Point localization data
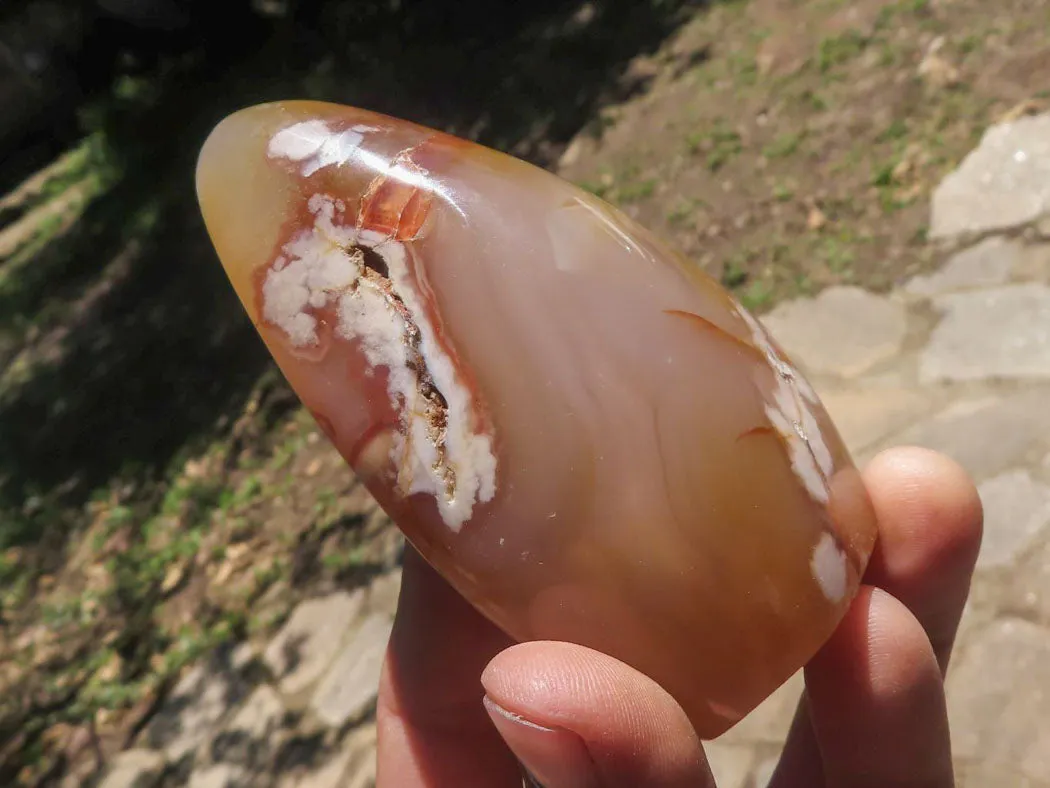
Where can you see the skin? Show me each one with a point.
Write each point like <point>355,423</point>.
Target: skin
<point>461,705</point>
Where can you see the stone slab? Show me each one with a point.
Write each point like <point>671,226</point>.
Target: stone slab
<point>844,331</point>
<point>302,649</point>
<point>999,699</point>
<point>1003,184</point>
<point>988,264</point>
<point>990,334</point>
<point>137,768</point>
<point>349,688</point>
<point>1016,510</point>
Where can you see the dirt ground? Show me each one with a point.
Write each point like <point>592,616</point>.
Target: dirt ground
<point>161,491</point>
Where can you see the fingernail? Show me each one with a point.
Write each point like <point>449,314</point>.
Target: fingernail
<point>550,758</point>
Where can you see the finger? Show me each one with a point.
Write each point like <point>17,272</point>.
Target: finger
<point>930,525</point>
<point>929,533</point>
<point>579,719</point>
<point>877,701</point>
<point>432,723</point>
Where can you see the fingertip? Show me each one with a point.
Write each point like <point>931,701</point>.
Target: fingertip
<point>930,525</point>
<point>877,699</point>
<point>633,731</point>
<point>877,650</point>
<point>927,501</point>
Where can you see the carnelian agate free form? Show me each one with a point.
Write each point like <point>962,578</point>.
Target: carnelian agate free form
<point>588,438</point>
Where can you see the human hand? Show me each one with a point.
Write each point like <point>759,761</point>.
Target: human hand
<point>459,701</point>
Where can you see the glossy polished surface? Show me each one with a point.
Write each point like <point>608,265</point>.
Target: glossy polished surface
<point>591,440</point>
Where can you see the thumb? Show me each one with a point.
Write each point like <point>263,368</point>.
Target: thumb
<point>580,719</point>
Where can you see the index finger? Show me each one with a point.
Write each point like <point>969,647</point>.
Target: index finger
<point>433,726</point>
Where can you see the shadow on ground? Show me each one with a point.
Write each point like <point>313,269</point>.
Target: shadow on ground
<point>123,350</point>
<point>128,340</point>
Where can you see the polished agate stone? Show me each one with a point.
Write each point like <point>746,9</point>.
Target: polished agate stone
<point>591,440</point>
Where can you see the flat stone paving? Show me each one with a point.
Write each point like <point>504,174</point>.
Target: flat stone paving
<point>958,360</point>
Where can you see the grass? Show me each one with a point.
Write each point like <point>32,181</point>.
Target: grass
<point>718,146</point>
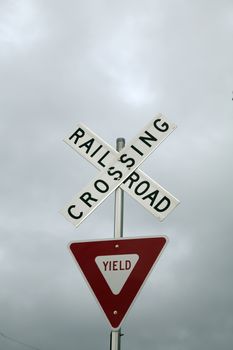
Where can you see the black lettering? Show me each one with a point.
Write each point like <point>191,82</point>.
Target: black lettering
<point>102,158</point>
<point>72,215</point>
<point>97,150</point>
<point>137,150</point>
<point>156,207</point>
<point>134,177</point>
<point>86,197</point>
<point>146,139</point>
<point>164,126</point>
<point>130,160</point>
<point>152,196</point>
<point>87,144</point>
<point>77,134</point>
<point>102,190</point>
<point>143,189</point>
<point>114,173</point>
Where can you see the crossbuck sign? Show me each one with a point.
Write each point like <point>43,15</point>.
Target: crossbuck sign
<point>119,169</point>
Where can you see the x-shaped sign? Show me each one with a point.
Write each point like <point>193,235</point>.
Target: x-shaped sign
<point>118,169</point>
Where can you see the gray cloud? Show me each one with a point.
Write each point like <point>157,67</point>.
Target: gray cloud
<point>112,66</point>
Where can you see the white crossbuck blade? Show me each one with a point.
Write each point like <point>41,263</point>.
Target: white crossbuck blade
<point>118,169</point>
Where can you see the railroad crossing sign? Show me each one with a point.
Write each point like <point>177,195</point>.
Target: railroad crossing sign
<point>116,271</point>
<point>119,169</point>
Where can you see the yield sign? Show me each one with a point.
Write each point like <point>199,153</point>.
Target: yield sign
<point>116,270</point>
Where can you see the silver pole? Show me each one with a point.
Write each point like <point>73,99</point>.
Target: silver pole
<point>115,336</point>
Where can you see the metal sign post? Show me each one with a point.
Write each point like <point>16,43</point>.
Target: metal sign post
<point>115,336</point>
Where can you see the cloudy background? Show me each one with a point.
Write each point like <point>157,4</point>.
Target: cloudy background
<point>112,65</point>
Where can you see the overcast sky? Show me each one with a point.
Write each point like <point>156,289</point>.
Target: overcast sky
<point>112,65</point>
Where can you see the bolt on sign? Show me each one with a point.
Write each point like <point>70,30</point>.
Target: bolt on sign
<point>120,169</point>
<point>116,270</point>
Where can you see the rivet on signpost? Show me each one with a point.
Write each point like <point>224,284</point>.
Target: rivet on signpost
<point>115,336</point>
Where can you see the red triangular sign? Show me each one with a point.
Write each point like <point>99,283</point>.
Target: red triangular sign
<point>116,270</point>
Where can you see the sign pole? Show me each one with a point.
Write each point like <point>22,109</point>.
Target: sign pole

> _The task_
Without the pictures, set down every entry exactly.

> _Solution below_
Where can you see the skin? Show me each one with a point.
Write each point like <point>355,423</point>.
Target: skin
<point>461,705</point>
Where can you see the stone slab? Show me each one with a point.
Write each point like <point>671,226</point>.
Target: stone slab
<point>844,331</point>
<point>302,649</point>
<point>999,699</point>
<point>1003,184</point>
<point>988,264</point>
<point>990,334</point>
<point>137,768</point>
<point>349,688</point>
<point>1016,510</point>
Where can you see the dirt ground? Show me each one with a point.
Write each point like <point>592,616</point>.
Target: dirt ground
<point>161,491</point>
Where can you see the fingernail? Show me each one with a point.
Write each point like <point>449,314</point>.
Target: fingernail
<point>550,758</point>
Where can you see the finger? Show me each one with a point.
Write each point like <point>17,272</point>.
Target: finger
<point>930,525</point>
<point>929,533</point>
<point>579,719</point>
<point>877,701</point>
<point>432,723</point>
Where can you see the fingertip? Show me each one with a point.
Write each point like <point>931,701</point>.
Target: fingertip
<point>930,525</point>
<point>877,699</point>
<point>633,731</point>
<point>877,650</point>
<point>927,501</point>
Where can you see the carnelian agate free form? Show me each one with a point.
Write each point like <point>962,578</point>.
Target: carnelian agate free form
<point>588,438</point>
Where can you see the human hand? Show me each one with a point.
Write each point like <point>759,761</point>.
Target: human hand
<point>459,701</point>
Where can you see the glossy polished surface? Show me each one with a point.
Write each point like <point>608,265</point>.
Target: glossy polished surface
<point>591,440</point>
Where can you see the thumb? Show me each one with a point.
Write each point like <point>263,368</point>.
Target: thumb
<point>580,719</point>
Where can you see the index finger? Show me each one with a point.
Write each point like <point>969,647</point>.
Target: index finger
<point>433,726</point>
Where can you see the shadow on ground? Show me each one with a point.
Write each point like <point>313,269</point>.
Target: shadow on ground
<point>123,350</point>
<point>128,340</point>
Where can you see the polished agate stone? Show me each one with a point.
Write each point like <point>746,9</point>.
Target: polished agate stone
<point>591,440</point>
Where can you see the flat stone paving? Show me each one with a point.
Write each point like <point>504,174</point>.
Target: flat stone paving
<point>958,360</point>
Where can you see the grass? Show me each one with a point.
Write each point like <point>32,181</point>.
Target: grass
<point>718,146</point>
Where can you see the black lettering? Show me each one with a point.
Write each point like <point>191,82</point>.
Target: black lettering
<point>102,158</point>
<point>72,215</point>
<point>97,150</point>
<point>137,150</point>
<point>156,207</point>
<point>134,177</point>
<point>86,197</point>
<point>146,139</point>
<point>164,126</point>
<point>130,160</point>
<point>152,196</point>
<point>87,144</point>
<point>77,134</point>
<point>102,190</point>
<point>143,189</point>
<point>114,173</point>
Where can you see the crossbuck sign? Show me each one with a point.
Write each point like <point>43,15</point>.
Target: crossbuck sign
<point>119,169</point>
Where can you see the x-shaped sign? Show me each one with a point.
Write each point like <point>193,235</point>.
Target: x-shaped sign
<point>118,169</point>
Where can you see the gray cloud? Show me each one with a point.
Write each point like <point>157,67</point>.
Target: gray cloud
<point>112,66</point>
Where can you see the white crossbuck blade? Show me each one with a point.
Write each point like <point>41,263</point>.
Target: white crossbuck blade
<point>118,169</point>
Where can you see the railroad crossing sign? Show me each one with a point.
Write each point like <point>177,195</point>.
Target: railroad crossing sign
<point>116,271</point>
<point>119,169</point>
Where can you see the yield sign? Show me each one with a point.
Write each point like <point>199,153</point>.
Target: yield sign
<point>116,270</point>
Where can you see the silver pole? Show me each one with a point.
Write each point like <point>73,99</point>.
Target: silver pole
<point>115,336</point>
Where can you see the metal sign post? Show me each one with a point.
Write each point like <point>16,43</point>.
Target: metal sign post
<point>115,336</point>
Where can you see the cloudy background? Show me each one with a point.
Write each point like <point>157,4</point>.
Target: cloudy background
<point>112,65</point>
Where can you see the overcast sky? Show me each one with a point.
Write each point like <point>156,289</point>.
Target: overcast sky
<point>112,65</point>
Where can you see the bolt on sign? Show me each one with a point.
Write each point like <point>70,30</point>.
Target: bolt on sign
<point>120,169</point>
<point>116,270</point>
Where can you see the rivet on signpost? Show me each one with a point.
Write each point like <point>224,284</point>.
Target: rivet on signpost
<point>115,336</point>
Where can you see the red triangular sign? Show me each one with a point.
Write each point like <point>99,283</point>.
Target: red triangular sign
<point>116,270</point>
Where can you see the sign pole? Show me each one with a point.
Write each point like <point>22,109</point>.
Target: sign pole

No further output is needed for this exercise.